Data for analysis: Begin

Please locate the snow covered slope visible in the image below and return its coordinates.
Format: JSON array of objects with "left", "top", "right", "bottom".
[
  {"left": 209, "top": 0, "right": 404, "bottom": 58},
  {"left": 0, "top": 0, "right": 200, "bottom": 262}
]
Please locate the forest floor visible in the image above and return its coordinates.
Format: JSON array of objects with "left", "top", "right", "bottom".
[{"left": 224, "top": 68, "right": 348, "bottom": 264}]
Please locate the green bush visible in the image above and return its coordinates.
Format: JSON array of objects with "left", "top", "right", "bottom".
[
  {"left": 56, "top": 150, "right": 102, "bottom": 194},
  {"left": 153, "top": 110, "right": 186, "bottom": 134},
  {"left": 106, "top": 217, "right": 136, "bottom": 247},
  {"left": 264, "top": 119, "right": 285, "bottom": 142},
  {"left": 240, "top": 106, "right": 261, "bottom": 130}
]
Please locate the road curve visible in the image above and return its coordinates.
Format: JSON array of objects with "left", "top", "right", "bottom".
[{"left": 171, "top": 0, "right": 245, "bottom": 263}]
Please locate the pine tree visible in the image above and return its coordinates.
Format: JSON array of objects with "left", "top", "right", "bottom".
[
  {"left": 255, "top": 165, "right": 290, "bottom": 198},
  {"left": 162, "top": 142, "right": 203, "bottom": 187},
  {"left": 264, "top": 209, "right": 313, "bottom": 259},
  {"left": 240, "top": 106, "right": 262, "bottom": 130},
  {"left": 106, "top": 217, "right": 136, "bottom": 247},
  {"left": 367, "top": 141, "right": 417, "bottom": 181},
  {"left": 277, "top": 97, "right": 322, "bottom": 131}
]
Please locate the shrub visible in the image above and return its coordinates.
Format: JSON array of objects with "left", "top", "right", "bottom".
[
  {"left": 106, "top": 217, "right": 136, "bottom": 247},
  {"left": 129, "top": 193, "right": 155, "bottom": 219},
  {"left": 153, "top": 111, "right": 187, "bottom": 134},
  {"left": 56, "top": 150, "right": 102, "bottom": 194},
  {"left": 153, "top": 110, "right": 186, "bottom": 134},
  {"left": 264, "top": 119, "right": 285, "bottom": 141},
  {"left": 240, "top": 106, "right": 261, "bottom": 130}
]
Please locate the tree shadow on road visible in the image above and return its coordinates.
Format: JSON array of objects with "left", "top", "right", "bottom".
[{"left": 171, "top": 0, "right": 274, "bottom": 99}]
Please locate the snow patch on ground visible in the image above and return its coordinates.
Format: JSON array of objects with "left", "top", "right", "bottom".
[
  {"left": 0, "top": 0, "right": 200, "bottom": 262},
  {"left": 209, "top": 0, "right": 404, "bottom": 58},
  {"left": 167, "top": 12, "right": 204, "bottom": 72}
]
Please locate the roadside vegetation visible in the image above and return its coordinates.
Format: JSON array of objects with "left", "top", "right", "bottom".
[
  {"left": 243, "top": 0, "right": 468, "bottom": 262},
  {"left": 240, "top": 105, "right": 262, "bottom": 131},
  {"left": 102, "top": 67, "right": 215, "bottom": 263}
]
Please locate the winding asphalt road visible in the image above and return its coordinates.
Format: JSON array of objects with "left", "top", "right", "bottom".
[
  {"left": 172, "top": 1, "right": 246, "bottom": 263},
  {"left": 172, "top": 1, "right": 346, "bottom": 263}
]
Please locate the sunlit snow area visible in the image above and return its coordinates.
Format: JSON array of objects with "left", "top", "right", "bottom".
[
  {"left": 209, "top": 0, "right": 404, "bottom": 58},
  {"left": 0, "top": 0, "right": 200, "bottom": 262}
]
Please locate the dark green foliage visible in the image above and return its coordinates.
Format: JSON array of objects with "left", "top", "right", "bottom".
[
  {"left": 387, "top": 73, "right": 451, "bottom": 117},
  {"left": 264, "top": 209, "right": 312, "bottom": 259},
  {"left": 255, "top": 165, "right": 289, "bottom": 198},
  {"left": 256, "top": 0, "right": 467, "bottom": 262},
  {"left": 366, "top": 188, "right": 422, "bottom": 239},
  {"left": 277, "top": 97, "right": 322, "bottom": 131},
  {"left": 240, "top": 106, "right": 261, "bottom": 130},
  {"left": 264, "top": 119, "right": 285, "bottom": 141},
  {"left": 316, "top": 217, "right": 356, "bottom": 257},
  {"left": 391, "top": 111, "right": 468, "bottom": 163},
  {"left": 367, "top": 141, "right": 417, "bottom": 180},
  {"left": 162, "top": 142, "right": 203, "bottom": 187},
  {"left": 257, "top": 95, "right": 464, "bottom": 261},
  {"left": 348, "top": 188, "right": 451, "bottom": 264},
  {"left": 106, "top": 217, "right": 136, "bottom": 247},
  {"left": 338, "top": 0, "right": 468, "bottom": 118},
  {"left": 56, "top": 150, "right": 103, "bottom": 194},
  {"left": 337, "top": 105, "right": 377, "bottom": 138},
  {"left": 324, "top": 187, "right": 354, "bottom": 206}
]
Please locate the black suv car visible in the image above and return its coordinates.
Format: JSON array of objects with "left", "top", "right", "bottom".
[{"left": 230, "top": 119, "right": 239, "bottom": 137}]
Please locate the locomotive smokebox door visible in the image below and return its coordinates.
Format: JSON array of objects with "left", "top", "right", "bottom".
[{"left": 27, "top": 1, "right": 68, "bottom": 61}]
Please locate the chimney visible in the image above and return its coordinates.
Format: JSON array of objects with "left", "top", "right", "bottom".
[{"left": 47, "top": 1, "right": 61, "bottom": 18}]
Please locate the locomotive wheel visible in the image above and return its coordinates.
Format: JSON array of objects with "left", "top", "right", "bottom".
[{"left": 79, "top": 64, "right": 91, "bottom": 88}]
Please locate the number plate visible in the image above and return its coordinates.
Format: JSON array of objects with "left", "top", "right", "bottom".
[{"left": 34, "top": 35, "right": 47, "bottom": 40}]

Data for analysis: End

◆ Work to complete:
Go through the lines above. Select every one that has the string "green".

◆ Answer section:
Please locate the green bush visible in the image above and return its coordinates.
Please locate the dark green foliage visible in the image above and return its coordinates.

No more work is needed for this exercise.